Working from home has had a "huge impact" on many people's sleep and fatigue level, according to mental health organisation which has conducted a survey on the impacts of the sudden change in working arrangements.
Mental Health First Aid Ireland surveyed nearly 1,200 workers between May and June.
Their research found that while many love the freedom of working from home, many workers' health has been suffering in a variety of ways.
Mental Health First Aid manager Donal Scanlan spoke to Newstalk Breakfast about their findings.
He said a huge amount of people suddenly found themselves working at home due to the COVID-19 pandemic, before any risk assessments could be done about the impact of the change.
He explained: “We’ve had huge outcomes in relation to physical and mental health.
“We’ve seen an increase in alcohol consumption of around 24.9%... we’ve seen 30% of people eating less healthily, and 40% [with] a worsening of the amount of exercise they’ve been taking.
“There’s a huge impact on sleep - around 40% of people have lost sleep due to the worry and concern around COVID. 50% of people are experiencing a huge amount of fatigue as a result of working from home.”
The results also showed nearly half of people were having trouble achieving a work-life balance given the long and unusual hours when working from home.

ASSIGNED TASK 1:
In the article on working from home and workers' health, how many workers did Mental Health First Aid Ireland survey?
ASSIGNED TASK 2:
Carry the article on working from home and workers' health forward from its final sentence.

DATA SECTION:
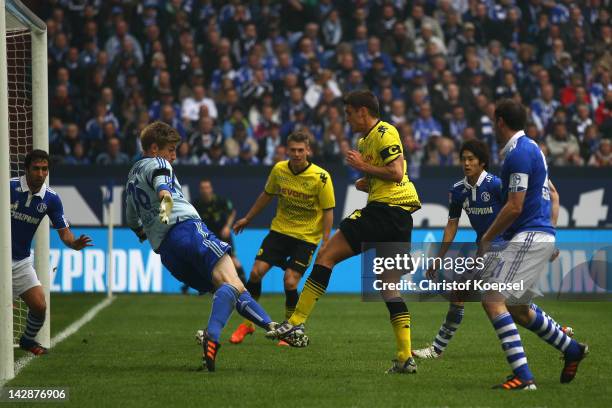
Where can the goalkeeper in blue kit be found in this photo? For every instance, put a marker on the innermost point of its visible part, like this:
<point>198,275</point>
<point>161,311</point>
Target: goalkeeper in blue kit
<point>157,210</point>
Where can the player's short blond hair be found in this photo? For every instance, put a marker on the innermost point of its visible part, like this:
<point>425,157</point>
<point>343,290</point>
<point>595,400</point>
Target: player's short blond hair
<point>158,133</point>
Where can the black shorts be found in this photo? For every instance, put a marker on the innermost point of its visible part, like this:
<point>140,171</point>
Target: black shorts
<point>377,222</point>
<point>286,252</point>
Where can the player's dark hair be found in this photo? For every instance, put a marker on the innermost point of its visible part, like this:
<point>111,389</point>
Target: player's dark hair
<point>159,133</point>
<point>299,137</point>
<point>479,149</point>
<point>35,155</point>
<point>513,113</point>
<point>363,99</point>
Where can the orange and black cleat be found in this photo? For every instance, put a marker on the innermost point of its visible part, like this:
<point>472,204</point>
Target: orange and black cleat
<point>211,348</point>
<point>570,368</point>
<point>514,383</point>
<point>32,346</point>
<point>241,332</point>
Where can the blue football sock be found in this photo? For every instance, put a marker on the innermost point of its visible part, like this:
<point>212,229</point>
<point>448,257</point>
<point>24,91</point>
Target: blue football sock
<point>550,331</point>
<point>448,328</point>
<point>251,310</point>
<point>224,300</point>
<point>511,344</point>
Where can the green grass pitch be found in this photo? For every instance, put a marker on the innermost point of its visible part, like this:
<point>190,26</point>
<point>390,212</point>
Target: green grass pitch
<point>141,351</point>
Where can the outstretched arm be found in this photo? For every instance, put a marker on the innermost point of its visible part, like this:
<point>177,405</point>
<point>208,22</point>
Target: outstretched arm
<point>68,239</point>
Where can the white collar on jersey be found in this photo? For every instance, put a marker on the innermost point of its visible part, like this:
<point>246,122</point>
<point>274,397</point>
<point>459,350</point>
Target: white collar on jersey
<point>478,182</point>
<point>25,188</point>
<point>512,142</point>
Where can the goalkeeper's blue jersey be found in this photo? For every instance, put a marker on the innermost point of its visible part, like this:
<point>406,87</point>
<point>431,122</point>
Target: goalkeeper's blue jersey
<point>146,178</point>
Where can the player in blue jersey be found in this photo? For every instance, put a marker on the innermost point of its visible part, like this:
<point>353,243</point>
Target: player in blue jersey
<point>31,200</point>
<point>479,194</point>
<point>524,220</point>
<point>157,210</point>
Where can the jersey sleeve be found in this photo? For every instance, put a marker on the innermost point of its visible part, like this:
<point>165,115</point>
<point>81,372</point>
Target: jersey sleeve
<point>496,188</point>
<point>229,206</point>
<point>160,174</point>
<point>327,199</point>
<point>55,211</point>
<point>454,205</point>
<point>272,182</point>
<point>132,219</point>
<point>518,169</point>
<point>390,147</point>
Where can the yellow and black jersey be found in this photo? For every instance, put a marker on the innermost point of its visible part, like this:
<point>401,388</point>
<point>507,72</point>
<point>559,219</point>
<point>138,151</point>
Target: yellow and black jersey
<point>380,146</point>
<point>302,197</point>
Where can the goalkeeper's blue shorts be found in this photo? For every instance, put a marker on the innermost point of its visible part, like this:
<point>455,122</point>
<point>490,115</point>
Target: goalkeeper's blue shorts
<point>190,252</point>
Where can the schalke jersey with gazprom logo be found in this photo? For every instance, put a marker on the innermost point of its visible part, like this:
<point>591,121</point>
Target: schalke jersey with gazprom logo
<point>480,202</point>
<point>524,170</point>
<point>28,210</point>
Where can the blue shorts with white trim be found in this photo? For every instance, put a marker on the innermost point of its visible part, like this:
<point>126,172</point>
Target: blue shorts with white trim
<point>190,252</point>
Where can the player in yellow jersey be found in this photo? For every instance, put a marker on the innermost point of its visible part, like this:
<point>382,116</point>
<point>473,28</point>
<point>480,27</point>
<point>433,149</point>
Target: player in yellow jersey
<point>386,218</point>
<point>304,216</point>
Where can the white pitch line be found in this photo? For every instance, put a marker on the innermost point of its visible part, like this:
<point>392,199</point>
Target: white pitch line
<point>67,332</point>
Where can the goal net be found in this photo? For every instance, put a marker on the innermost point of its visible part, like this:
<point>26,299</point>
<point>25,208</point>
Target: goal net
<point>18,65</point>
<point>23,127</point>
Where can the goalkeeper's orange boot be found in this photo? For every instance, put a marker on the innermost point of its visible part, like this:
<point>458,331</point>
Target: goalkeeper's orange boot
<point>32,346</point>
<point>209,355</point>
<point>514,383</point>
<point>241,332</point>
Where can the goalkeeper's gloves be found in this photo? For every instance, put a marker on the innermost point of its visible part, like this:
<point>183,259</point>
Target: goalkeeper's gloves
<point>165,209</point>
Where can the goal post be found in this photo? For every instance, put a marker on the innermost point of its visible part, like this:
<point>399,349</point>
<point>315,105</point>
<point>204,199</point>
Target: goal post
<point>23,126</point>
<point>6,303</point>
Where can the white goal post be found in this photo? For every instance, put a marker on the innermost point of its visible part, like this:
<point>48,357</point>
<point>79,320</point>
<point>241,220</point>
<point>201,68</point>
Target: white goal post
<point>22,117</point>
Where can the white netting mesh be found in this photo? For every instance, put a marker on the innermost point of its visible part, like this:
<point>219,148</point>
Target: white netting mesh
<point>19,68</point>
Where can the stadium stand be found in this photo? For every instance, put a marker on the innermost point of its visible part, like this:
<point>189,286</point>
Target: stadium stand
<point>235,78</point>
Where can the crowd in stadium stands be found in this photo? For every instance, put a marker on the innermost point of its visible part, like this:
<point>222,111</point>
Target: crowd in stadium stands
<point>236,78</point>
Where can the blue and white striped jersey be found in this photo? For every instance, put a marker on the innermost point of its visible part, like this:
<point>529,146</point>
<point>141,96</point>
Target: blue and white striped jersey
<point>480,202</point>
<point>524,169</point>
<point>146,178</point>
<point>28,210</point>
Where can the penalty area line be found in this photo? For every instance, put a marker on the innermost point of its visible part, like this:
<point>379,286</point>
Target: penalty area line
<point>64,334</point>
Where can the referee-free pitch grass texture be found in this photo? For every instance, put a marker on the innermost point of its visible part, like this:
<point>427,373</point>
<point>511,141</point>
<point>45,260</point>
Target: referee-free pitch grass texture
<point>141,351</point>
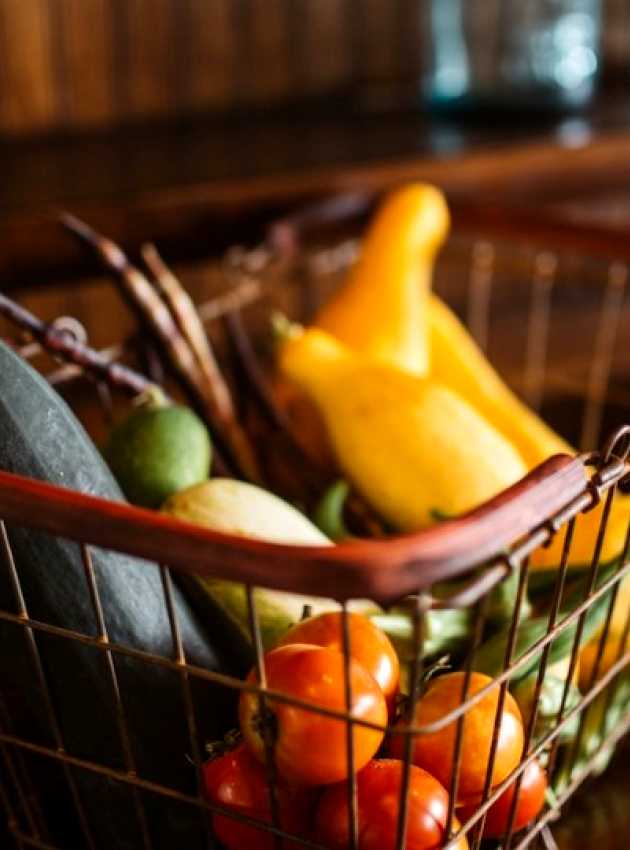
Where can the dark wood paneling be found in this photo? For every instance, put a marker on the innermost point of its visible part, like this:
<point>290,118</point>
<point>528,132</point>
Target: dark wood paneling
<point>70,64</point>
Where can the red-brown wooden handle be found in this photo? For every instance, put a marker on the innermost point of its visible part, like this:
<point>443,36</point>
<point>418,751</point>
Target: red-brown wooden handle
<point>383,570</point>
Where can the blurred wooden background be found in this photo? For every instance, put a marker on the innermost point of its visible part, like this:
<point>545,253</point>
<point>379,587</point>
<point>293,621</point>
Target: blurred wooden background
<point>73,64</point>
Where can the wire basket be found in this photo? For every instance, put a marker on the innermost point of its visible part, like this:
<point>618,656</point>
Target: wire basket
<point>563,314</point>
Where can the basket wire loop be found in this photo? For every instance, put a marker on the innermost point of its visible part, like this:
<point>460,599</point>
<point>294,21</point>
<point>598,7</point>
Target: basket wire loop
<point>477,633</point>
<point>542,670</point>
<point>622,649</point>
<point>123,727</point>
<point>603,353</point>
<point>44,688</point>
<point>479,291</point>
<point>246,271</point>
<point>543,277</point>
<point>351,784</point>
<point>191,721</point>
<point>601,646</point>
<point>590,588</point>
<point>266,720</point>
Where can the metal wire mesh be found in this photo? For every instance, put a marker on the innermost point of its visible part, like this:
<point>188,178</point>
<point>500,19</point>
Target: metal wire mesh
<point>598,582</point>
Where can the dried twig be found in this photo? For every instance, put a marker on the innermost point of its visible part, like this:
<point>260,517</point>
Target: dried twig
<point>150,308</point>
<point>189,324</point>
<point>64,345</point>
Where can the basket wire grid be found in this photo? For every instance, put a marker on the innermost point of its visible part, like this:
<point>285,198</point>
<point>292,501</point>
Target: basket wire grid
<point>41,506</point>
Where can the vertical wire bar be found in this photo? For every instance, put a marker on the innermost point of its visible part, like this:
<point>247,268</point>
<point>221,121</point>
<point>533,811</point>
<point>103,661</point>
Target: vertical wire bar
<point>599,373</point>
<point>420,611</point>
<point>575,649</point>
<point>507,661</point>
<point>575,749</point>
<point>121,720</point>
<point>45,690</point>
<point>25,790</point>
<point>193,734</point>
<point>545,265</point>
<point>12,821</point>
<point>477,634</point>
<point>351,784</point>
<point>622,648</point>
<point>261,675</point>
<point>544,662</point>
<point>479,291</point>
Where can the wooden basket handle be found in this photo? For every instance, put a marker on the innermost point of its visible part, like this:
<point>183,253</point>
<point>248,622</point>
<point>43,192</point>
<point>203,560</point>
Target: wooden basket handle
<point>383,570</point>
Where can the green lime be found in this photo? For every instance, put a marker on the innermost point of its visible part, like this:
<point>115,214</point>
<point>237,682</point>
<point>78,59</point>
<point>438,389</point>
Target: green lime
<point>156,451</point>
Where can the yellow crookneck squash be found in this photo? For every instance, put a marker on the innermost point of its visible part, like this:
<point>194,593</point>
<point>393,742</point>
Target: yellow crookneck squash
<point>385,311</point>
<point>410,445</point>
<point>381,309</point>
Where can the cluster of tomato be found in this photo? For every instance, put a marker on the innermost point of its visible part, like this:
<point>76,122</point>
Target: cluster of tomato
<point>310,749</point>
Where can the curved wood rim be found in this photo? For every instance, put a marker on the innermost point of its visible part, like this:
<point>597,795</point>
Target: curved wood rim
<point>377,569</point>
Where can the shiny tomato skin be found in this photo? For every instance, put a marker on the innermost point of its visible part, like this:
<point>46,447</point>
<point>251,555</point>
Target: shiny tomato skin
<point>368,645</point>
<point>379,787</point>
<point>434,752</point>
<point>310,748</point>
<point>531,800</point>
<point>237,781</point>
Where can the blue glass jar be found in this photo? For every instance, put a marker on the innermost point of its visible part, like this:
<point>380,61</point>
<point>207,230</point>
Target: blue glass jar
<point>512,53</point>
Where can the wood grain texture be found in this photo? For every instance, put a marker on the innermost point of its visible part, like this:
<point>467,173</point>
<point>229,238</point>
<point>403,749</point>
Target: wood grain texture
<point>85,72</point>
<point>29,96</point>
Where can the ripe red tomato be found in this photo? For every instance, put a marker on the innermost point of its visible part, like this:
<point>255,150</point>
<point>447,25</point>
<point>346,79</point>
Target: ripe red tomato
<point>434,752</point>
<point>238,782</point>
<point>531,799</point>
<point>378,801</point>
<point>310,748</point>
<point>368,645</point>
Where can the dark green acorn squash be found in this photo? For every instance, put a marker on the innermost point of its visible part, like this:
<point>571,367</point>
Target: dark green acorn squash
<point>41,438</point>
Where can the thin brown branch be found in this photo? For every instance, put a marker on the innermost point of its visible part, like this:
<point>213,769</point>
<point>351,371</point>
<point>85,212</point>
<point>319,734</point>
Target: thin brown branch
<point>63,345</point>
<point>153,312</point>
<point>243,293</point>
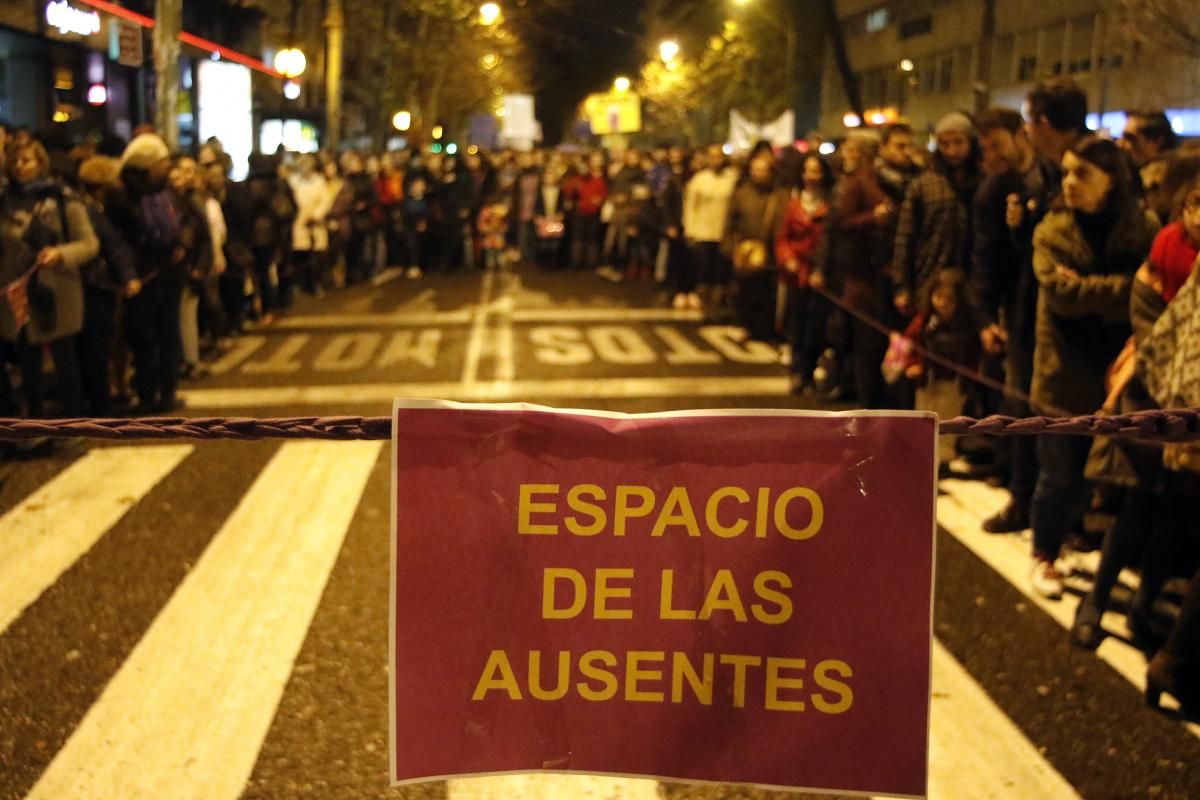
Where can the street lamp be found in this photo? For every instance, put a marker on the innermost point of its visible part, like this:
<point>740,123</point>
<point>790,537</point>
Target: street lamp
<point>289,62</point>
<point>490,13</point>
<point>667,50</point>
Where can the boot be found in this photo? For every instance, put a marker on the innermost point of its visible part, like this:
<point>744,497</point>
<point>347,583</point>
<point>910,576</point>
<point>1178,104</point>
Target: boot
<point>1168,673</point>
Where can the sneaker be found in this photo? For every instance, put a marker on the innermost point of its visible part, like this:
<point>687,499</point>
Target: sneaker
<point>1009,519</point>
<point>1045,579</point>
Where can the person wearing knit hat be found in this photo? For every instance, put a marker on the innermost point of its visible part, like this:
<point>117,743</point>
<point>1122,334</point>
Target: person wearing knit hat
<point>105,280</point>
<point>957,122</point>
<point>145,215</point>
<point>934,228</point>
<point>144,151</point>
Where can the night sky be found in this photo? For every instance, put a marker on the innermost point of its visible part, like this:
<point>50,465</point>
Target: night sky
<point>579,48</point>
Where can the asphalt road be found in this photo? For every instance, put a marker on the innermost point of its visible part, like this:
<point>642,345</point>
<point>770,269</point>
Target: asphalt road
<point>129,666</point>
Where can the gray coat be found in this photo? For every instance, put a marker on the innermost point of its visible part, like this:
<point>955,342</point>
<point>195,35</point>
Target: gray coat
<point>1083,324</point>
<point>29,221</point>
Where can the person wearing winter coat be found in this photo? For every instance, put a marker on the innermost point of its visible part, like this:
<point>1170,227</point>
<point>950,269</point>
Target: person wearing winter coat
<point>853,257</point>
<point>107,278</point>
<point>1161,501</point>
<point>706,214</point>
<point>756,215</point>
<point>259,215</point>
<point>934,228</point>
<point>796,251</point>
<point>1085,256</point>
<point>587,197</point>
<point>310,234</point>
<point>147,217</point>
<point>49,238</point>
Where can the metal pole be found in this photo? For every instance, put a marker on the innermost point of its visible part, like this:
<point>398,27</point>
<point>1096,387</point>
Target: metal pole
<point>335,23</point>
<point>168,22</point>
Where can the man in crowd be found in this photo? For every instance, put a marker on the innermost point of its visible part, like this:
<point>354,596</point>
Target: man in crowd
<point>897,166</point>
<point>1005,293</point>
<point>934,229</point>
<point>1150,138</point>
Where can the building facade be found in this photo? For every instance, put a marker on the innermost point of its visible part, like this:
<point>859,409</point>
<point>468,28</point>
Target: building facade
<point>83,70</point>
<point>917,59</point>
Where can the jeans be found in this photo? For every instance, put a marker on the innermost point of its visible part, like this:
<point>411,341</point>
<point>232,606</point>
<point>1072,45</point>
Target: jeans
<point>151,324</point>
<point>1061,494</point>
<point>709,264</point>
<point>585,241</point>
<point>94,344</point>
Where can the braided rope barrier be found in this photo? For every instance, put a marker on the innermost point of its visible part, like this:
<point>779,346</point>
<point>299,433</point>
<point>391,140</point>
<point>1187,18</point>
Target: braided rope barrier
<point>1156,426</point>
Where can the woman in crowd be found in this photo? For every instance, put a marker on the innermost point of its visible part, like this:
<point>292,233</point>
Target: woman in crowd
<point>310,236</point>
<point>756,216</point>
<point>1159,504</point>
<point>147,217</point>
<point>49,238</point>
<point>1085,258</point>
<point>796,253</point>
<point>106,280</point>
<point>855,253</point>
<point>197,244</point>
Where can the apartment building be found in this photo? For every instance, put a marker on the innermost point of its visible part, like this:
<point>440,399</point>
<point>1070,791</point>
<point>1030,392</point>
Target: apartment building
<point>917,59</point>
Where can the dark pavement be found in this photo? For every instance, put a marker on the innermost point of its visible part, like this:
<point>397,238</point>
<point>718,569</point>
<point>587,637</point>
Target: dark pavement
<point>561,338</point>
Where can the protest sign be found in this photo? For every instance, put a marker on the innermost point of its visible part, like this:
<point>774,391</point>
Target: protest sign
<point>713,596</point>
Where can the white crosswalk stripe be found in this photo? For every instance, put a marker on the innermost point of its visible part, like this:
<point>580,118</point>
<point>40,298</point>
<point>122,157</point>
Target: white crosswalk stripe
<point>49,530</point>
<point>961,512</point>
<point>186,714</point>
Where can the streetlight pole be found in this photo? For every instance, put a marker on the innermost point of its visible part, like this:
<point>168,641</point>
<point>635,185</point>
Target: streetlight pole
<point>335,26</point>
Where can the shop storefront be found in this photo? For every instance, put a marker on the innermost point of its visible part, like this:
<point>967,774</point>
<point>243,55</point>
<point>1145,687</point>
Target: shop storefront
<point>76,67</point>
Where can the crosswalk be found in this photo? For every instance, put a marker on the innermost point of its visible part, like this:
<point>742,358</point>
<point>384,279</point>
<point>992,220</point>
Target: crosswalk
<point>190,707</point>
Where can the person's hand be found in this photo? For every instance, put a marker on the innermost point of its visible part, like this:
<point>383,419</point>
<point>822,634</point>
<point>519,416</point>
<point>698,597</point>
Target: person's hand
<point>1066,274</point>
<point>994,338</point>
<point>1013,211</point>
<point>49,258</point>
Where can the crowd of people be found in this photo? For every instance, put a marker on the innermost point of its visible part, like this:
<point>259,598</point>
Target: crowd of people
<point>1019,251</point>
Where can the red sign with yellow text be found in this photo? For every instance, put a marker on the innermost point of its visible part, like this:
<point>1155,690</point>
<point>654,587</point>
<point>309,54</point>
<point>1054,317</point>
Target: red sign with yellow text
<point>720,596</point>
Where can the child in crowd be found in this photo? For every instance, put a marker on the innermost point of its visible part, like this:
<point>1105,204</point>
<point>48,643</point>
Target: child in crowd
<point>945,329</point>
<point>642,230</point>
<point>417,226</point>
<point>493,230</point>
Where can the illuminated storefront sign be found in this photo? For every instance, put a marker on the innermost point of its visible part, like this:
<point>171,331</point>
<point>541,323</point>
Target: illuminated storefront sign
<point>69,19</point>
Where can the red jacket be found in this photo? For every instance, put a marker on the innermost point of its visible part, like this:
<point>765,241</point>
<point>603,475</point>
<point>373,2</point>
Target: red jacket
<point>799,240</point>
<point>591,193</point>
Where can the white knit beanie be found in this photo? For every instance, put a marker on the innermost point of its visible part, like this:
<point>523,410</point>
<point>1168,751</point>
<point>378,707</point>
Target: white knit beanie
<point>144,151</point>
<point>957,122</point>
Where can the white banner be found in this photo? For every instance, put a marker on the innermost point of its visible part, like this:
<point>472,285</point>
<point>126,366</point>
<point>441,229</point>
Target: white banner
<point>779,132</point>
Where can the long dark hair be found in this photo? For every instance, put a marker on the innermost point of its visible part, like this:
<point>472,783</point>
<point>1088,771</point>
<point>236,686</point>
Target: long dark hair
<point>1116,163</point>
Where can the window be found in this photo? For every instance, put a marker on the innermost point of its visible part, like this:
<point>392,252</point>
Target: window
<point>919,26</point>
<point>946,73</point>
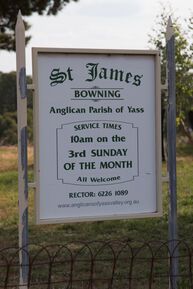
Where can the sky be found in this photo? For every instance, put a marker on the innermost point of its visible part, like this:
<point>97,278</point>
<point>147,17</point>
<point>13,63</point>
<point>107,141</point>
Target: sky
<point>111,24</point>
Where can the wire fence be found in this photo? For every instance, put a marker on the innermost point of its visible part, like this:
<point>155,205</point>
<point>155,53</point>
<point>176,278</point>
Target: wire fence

WRITTEN RESPONSE 1:
Nearly 1,200 workers, between May and June.

WRITTEN RESPONSE 2:
Mr Scanlon said his own charity is based out of St John of God’s Hospital in Dublin, and the hospital has seen a “huge increase” in acute admissions due to anxiety problems related to COVID-19.
He said: “We know that physical and mental health are inextricably linked.
“When people experience physical health problems - such as sleep disorders or diet and exercise issues - this leads to a huge impact on mental health problems or even mental illness.
“People have been commenting on, very anecdotal recently, the potential second wave of problems in relation to mental health after COVID-19 - what we’re seeing now is some evidence for some of the precursors and early signs of that difficulty.”
He urged employers to start preparing for what is "coming down the line" in relation to these issues.